(What the exercise asks)
Can you find every line in the rows below that contains the word "train" and copy each of those lines out?

─── Data in this exercise ───

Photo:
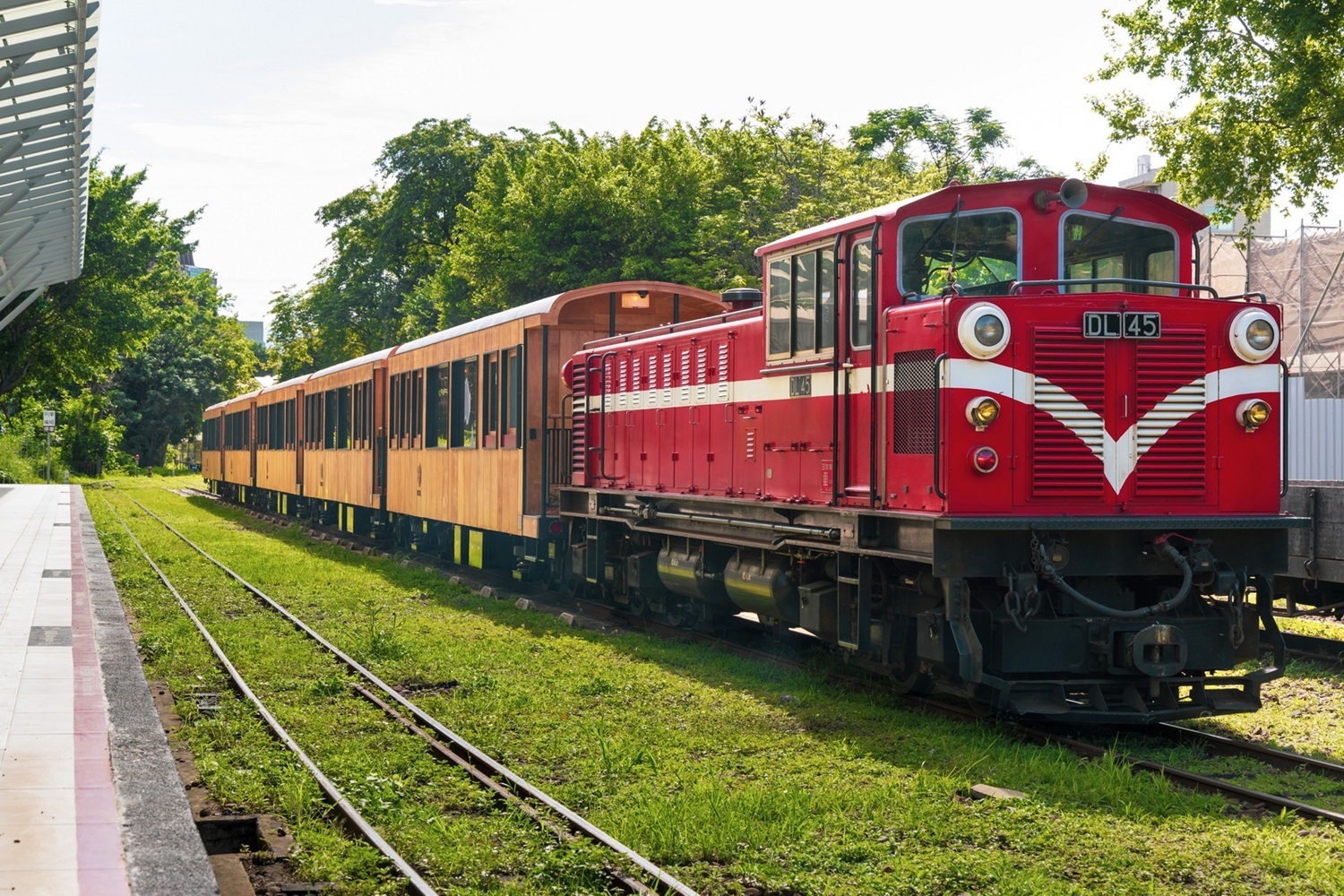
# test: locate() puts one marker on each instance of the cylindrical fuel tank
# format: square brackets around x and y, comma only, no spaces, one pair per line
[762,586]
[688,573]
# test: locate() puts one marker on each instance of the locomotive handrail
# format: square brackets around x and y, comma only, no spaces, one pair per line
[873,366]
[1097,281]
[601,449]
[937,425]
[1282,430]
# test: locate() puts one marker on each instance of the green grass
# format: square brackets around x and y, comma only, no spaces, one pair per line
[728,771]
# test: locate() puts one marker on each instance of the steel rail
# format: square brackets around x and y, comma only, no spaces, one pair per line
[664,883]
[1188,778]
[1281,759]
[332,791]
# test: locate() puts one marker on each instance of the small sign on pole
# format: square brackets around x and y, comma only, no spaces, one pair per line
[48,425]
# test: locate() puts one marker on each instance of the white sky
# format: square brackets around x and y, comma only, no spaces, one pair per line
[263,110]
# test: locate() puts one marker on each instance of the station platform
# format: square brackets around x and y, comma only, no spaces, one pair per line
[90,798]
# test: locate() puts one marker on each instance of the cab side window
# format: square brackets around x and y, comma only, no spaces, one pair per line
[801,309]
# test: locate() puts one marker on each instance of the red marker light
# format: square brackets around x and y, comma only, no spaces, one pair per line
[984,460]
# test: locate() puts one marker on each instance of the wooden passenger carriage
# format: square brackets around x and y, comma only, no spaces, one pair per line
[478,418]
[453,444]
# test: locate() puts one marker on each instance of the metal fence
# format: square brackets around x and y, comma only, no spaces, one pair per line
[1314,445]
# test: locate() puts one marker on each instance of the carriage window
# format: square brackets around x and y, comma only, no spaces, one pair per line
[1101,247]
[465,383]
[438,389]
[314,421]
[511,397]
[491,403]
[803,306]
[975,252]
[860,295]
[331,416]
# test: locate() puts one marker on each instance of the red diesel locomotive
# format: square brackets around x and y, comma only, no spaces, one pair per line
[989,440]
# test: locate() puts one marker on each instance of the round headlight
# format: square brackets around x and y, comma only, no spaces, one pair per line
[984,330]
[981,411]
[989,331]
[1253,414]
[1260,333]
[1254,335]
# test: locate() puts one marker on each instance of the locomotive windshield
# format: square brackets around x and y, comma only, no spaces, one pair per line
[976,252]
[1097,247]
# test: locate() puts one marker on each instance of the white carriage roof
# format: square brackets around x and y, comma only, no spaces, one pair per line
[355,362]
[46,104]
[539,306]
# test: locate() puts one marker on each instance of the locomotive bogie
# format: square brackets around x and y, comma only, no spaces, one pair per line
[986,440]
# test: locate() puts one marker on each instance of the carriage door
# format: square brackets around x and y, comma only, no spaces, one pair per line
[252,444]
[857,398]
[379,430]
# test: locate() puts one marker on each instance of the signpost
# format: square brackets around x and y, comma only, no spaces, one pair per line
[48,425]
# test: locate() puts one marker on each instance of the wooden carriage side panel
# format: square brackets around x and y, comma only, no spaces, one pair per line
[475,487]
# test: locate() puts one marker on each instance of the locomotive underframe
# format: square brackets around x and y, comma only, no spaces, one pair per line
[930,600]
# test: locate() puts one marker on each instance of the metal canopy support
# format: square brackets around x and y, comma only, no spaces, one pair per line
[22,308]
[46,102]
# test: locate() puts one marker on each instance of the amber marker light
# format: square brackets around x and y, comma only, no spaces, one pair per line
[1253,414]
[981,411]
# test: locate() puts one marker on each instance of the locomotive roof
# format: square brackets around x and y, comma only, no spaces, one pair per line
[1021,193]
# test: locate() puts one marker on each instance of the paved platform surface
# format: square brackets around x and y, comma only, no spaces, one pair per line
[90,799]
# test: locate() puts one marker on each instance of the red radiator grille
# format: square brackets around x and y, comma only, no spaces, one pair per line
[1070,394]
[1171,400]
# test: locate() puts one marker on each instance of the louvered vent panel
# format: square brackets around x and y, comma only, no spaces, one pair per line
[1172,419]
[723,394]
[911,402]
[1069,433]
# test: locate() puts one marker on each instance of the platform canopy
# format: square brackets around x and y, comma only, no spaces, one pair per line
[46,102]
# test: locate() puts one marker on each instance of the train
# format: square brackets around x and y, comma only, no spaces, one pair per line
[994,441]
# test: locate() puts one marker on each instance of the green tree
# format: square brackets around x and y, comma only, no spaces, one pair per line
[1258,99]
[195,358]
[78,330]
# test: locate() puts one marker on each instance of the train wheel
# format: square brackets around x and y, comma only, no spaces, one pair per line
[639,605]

───
─── Data in this exercise ───

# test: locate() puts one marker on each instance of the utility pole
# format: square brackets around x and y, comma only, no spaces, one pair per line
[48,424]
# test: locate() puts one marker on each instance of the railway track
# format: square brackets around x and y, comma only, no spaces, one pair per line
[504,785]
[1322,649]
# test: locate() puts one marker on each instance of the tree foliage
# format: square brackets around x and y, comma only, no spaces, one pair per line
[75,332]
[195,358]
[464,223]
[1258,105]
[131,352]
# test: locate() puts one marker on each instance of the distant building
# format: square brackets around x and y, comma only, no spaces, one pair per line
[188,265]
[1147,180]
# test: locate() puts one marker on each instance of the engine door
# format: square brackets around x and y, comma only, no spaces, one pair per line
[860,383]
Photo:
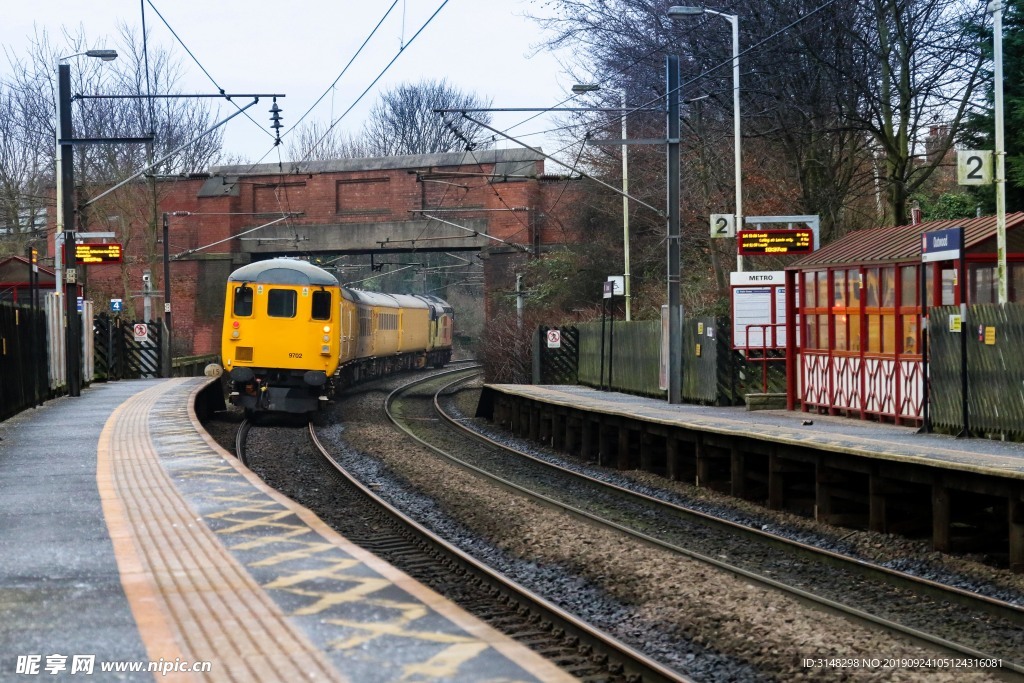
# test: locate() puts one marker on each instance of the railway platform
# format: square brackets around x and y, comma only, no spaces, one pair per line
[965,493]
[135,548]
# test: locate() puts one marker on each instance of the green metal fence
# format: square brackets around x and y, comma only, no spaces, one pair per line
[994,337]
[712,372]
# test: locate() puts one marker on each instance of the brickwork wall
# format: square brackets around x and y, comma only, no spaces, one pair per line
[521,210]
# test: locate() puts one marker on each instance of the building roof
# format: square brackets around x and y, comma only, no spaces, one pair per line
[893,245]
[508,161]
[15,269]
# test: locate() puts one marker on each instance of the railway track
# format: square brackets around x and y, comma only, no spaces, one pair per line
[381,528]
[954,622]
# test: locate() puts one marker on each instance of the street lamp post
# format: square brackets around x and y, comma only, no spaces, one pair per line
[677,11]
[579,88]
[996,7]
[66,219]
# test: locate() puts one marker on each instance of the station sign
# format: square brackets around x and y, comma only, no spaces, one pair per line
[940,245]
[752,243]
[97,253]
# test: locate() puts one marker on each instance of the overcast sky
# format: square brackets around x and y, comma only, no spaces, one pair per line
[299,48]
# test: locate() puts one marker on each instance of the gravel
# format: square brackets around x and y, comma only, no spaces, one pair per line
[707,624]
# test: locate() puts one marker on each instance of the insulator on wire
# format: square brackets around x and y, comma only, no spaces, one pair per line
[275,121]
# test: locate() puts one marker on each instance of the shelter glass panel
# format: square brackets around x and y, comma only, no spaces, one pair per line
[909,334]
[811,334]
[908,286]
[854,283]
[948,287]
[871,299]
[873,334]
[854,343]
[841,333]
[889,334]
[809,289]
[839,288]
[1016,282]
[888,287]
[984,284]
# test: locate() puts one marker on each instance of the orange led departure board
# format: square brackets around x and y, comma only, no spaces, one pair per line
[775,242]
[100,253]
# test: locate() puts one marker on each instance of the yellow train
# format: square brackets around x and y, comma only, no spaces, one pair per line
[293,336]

───

(Solution for this exercise)
# test: locate() puts one marker on each instance of the train
# test: locate() puts one marker on each instance of the train wheel
# test: locate() puts one marker on each instance of the yellow train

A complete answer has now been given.